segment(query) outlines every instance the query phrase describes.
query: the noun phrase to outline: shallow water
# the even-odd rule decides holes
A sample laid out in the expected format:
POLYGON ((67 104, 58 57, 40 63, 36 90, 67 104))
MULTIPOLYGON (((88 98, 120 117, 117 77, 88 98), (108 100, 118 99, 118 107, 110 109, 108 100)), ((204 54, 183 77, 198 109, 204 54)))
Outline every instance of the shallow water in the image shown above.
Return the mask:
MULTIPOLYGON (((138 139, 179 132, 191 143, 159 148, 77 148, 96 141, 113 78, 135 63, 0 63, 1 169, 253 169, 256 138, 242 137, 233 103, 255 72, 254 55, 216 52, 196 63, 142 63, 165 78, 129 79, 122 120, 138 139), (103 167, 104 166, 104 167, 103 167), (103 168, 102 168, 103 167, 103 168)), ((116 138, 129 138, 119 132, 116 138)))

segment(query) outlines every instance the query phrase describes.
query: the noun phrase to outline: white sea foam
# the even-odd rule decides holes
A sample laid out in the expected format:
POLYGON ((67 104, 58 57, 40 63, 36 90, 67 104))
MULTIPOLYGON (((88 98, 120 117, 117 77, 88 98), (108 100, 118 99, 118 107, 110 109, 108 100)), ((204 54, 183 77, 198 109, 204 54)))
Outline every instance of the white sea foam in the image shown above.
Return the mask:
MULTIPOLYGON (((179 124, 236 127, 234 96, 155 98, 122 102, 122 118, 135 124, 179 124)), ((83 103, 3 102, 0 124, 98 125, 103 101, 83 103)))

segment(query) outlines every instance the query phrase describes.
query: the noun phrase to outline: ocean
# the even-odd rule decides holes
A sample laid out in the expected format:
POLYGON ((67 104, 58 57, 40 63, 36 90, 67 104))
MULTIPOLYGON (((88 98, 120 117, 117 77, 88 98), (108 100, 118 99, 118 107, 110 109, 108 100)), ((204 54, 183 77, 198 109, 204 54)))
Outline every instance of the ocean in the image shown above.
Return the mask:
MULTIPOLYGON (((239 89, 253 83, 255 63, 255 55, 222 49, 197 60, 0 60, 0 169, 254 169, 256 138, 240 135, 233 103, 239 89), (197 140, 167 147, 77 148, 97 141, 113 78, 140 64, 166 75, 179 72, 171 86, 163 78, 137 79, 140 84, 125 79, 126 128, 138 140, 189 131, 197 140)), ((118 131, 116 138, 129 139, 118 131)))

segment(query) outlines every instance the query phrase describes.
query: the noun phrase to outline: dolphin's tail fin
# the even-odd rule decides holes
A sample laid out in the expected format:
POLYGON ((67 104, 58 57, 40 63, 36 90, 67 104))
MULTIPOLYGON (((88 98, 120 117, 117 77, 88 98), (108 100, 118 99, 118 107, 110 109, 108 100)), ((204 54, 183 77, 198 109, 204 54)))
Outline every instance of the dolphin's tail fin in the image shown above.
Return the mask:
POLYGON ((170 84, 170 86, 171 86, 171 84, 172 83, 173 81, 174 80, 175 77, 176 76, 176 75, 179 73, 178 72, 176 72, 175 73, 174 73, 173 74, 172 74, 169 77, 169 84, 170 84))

### Problem statement
Which lines above contain the word "foam"? Gather each of them, treating uppercase and lowercase as different.

### Right answer
query: the noun phrase to outline: white sea foam
Outline every instance of the white sea foam in the image shown above.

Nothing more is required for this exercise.